EXCERPT PROVIDED ->

I’m not too familiar with Sagemaker Studio, but if you have the Ray dashboard up and running you can view the GPU utilization from the cluster tab.

https://docs.ray.io/en/latest/ray-core/ray-dashboard.html#dash-workflow-resource-utilization

I’m not able to open ray dashboard from SageMaker Studio. But, thanks though, If you find any work around please pass me.

Hey @amogkam , I just noticed while experimenting your blog code, chunk size is not the size what we mention in

text_splitter = RecursiveCharacterTextSplitter(
        chunk_size=1000, chunk_overlap=100, length_function=len
    )

I did a verification after the chunk creation from all the pdf files. chunk size of the each chunk varies. In the above code I mentioned chunk_size=1000 with chunk_overlap=100. However, after the chunk creation when I iterated the each chunk to check its length, it turn out 546, 92, 253, 756, and so on.

PROBLEM TO SOLVE -> Extend the forum discussion about Ray on SageMaker Studio and uneven text chunk sizes, picking up right after its final sentence.

RECORD EXCERPTS ->

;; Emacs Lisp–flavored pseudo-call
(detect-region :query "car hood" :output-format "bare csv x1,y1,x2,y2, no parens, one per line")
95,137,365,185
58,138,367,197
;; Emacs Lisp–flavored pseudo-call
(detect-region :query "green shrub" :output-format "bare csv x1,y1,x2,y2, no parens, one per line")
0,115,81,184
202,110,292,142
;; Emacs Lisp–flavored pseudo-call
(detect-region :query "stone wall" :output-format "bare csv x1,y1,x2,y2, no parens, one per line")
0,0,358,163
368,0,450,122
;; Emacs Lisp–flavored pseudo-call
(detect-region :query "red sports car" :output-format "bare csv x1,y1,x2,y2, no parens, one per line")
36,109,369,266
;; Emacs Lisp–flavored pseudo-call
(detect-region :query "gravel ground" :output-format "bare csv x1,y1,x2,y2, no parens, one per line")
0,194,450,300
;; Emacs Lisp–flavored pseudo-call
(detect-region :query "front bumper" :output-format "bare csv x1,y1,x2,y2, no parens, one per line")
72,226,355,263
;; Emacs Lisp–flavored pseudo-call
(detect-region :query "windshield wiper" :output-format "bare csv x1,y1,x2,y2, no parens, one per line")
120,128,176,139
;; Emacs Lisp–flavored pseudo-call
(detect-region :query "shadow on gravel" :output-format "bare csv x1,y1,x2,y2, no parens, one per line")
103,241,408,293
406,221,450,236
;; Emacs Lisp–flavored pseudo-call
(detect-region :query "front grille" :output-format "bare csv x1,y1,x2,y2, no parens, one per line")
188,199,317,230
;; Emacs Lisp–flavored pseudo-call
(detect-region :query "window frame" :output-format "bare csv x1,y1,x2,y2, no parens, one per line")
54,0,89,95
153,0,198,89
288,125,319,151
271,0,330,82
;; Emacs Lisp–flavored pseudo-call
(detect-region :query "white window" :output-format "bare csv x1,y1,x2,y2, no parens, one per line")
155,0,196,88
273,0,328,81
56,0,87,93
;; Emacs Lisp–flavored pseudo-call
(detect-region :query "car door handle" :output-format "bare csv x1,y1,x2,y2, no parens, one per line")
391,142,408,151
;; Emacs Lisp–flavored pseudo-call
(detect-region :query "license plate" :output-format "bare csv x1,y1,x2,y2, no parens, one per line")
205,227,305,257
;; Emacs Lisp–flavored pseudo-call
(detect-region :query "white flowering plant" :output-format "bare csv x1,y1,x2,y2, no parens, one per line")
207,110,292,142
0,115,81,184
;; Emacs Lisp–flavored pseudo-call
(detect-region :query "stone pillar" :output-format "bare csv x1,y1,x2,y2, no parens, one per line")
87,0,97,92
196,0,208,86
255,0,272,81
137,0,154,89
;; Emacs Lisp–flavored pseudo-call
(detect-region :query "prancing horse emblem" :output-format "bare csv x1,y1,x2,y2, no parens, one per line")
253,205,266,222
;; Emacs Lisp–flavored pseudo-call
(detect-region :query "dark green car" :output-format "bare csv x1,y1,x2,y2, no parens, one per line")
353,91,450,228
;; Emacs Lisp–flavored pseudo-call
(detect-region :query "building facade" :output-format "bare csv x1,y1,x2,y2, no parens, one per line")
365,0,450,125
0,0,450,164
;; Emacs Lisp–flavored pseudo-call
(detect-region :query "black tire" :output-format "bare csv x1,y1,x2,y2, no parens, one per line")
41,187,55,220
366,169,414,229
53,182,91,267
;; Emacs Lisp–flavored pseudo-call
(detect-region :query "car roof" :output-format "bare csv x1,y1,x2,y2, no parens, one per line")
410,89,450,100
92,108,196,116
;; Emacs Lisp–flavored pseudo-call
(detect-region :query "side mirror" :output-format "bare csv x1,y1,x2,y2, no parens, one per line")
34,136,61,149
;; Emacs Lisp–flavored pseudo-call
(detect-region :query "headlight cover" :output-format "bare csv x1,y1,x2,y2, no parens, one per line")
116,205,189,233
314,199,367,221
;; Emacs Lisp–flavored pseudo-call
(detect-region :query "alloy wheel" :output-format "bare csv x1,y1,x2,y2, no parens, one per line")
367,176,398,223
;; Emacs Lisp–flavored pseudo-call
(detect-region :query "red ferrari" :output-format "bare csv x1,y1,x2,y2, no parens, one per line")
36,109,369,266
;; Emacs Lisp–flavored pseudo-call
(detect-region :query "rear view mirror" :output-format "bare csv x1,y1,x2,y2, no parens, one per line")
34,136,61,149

REPLY TO THE TASK ->
But, I did an another experiment by traditional langchain method using CharacterTextSplitter it turn close values to 1000 like 9623, 9462, 9745, and so on. which is better than actually.

could you please check once and confirm, am I making any mistakes?

@amogkam did you get a chance to look into this issue? that after text split chunk is not what we mention.

I think this is just the nature of how RecursiveCharacterTextSplitter works compared to CharacterTextSplitter. What are you seeing when you use RecursiveCharacterTextSplitter with LangChain directly?

@IamExperimentingNow can you give us a high level overview on how exactly you used sagemaker for creating embeddings?